WHAT YOU NEED TO DO →
Output all lines exactly, with nothing added or dropped.

================================

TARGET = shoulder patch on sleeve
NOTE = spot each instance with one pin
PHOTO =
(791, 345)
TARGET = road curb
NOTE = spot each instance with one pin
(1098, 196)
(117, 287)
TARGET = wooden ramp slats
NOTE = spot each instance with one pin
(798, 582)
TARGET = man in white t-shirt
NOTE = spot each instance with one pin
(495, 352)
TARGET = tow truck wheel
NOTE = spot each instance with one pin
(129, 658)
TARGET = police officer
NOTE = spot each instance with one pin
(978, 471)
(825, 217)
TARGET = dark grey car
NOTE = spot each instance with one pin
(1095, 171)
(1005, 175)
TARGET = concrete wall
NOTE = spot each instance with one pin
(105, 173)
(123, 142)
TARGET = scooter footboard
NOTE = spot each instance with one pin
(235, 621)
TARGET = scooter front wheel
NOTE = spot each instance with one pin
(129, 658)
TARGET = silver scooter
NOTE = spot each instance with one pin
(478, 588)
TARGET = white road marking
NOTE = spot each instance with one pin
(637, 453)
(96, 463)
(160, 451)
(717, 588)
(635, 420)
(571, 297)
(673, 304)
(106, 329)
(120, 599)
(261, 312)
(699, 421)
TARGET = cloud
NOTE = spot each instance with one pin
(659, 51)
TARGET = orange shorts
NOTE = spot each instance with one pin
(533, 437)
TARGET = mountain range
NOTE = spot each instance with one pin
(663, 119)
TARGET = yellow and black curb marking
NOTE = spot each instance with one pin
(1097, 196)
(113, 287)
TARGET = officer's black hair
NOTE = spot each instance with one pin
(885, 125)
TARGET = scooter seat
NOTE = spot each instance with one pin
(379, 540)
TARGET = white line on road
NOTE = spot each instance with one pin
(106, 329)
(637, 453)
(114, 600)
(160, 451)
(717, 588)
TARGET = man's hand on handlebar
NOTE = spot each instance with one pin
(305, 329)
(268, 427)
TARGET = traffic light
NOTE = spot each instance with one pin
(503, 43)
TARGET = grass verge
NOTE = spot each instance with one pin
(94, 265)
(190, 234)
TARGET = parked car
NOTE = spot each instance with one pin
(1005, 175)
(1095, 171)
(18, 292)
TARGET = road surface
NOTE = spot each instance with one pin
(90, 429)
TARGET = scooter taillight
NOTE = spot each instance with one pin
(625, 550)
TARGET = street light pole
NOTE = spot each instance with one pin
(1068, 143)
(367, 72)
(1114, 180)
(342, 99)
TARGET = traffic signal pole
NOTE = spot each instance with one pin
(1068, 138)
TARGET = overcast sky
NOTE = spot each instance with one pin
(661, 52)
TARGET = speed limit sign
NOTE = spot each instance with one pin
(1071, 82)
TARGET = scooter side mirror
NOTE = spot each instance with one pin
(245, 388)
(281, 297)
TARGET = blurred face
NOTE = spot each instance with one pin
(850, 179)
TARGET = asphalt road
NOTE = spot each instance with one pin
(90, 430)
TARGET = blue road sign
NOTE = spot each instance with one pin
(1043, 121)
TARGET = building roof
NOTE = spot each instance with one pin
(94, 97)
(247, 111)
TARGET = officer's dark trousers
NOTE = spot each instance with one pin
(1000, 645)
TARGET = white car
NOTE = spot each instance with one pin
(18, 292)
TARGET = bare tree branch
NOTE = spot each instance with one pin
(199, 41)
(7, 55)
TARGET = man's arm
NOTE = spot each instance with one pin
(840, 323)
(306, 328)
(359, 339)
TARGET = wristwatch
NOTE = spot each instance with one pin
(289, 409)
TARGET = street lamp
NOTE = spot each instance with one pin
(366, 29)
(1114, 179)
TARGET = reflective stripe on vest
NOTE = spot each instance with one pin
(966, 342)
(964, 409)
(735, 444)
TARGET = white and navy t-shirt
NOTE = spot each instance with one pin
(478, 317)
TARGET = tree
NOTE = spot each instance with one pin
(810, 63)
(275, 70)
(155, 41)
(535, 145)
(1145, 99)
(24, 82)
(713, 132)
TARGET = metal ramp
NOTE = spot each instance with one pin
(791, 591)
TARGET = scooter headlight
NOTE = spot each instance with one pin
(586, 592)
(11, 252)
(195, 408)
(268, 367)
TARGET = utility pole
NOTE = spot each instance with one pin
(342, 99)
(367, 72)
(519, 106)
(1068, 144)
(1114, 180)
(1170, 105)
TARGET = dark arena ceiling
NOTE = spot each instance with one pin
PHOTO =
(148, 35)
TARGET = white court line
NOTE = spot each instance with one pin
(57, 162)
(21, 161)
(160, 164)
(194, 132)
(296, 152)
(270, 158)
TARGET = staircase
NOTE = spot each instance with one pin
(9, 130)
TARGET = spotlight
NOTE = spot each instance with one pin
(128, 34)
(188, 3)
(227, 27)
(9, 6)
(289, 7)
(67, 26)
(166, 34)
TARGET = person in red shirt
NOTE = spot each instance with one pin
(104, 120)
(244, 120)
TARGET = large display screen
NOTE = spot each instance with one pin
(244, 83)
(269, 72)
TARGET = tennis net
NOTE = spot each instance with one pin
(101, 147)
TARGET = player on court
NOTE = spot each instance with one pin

================================

RESULT OF THIS TASK →
TARGET = shoulder patch on sleeve
NOTE = spot each instance with one pin
PHOTO =
(791, 345)
TARGET = road curb
NOTE = spot each instance with one pin
(1098, 196)
(117, 287)
TARGET = wooden ramp slats
NOTE = spot each instance with one pin
(798, 582)
TARGET = man in white t-shirt
NOTE = spot each instance with one pin
(495, 352)
TARGET = tow truck wheel
NOTE = spot each instance with one pin
(129, 658)
TARGET = police officer
NOTE = spot each instance with one pin
(978, 471)
(825, 217)
TARGET = dark grey car
NOTE = spot each instance with one pin
(1095, 171)
(1005, 175)
TARGET = concrete wall
NOTE = spot each instance with one pin
(105, 173)
(123, 142)
TARGET = scooter footboard
NOTE = spot each instance with one pin
(235, 621)
TARGET = scooter front wheel
NOTE = spot each instance with one pin
(129, 658)
TARGET = silver scooter
NOTE = spot each instance with one pin
(478, 588)
TARGET = white road marking
NOTE = spot each instance with one pin
(637, 453)
(96, 463)
(160, 451)
(717, 588)
(635, 420)
(571, 297)
(673, 304)
(106, 329)
(120, 599)
(261, 312)
(699, 421)
TARGET = cloud
NOTE = spot each instance with one pin
(659, 51)
TARGET = orange shorts
NOTE = spot each instance with one pin
(533, 437)
TARGET = mountain range
NOTE = spot each instance with one pin
(663, 119)
TARGET = yellow and black curb marking
NOTE = spot each instance with one pin
(1097, 196)
(113, 287)
TARGET = officer's black hair
NOTE = spot each instance with one pin
(885, 125)
TARGET = scooter seat
NOTE = spot each instance with one pin
(379, 540)
TARGET = white line on road
NOTE = spot each instance with one pin
(106, 329)
(637, 453)
(114, 600)
(160, 451)
(717, 588)
TARGET = man's hand on handlebar
NOTE = spot each instance with one pin
(305, 329)
(268, 427)
TARGET = traffic light
NOTE = spot each instance with one pin
(503, 43)
TARGET = grass verge
NOTE = spot each instance with one pin
(94, 265)
(190, 234)
TARGET = parked car
NOTE = spot each instance with one pin
(1005, 175)
(1095, 171)
(18, 292)
TARGET = road surface
NOTE = spot each instance with one pin
(90, 429)
TARGET = scooter taillight
NOTE = spot each instance with one pin
(625, 550)
TARGET = street light pole
NOTE = spot each instance with one pin
(1068, 143)
(367, 72)
(1114, 180)
(342, 99)
TARGET = traffic signal pole
NOTE = spot each instance with one pin
(1068, 138)
TARGET = overcast sky
NOTE = spot each instance with one pin
(661, 52)
TARGET = speed limit sign
NOTE = spot each instance with one pin
(1071, 82)
TARGET = scooter side mirror
NOTE = spot each instance with one pin
(245, 388)
(281, 297)
TARGET = blurred face
NOTE = spot each instance with one pin
(850, 179)
TARGET = asphalt road
NOTE = spot each instance with one pin
(90, 430)
TARGET = blue road sign
NOTE = spot each instance with one pin
(1043, 121)
TARGET = building roof
NOTE = spot each instance with one pin
(94, 97)
(247, 111)
TARGET = officer's dark trousers
NOTE = spot each instance with one pin
(1000, 645)
TARGET = white car
NOTE = spot each instance with one pin
(18, 292)
TARGET = bare tree branch
NOTE = spot each instance with one pin
(199, 41)
(7, 55)
TARGET = man's arm
NOTE = spot each instance with one pin
(840, 323)
(306, 328)
(359, 339)
TARGET = wristwatch
NOTE = spot each instance with one pin
(289, 409)
TARGET = street lamp
NOTE = spot each instance with one pin
(366, 29)
(1114, 179)
TARGET = reflective stripe on vest
NOTE = spot each instance with one pin
(966, 342)
(964, 409)
(735, 444)
TARGET = white and navy t-shirt
NOTE = spot each instance with one pin
(478, 317)
TARGET = tree
NOTE = spot each instance with one pin
(810, 63)
(275, 70)
(155, 41)
(535, 145)
(1145, 99)
(24, 82)
(713, 132)
TARGET = metal ramp
NOTE = spot each instance with one pin
(791, 591)
TARGET = scooter headlight
NOTE = spot each instance with one pin
(586, 592)
(11, 252)
(195, 408)
(268, 367)
TARGET = utility pole
NOTE = spot each instance with one pin
(342, 99)
(367, 72)
(519, 106)
(1068, 144)
(1114, 180)
(1170, 105)
TARGET = dark arena ceiling
NOTE = spot each instance with one pin
PHOTO =
(148, 35)
TARGET = white court line
NOTE = spot each instance with one pin
(57, 162)
(21, 161)
(160, 164)
(194, 132)
(296, 152)
(270, 158)
TARGET = staircase
NOTE = spot each instance with one pin
(9, 130)
TARGET = spotlight
NOTE = spot each instance with one pin
(128, 34)
(188, 3)
(227, 27)
(9, 6)
(289, 7)
(67, 26)
(166, 34)
TARGET = person in red shirt
NOTE = spot each instance with one pin
(104, 120)
(244, 120)
TARGET = large display screen
NOTE = spot each instance with one pin
(244, 83)
(269, 72)
TARGET = tennis net
NOTE = spot each instance with one pin
(101, 147)
TARGET = player on court
NOTE = spot each instance with one pin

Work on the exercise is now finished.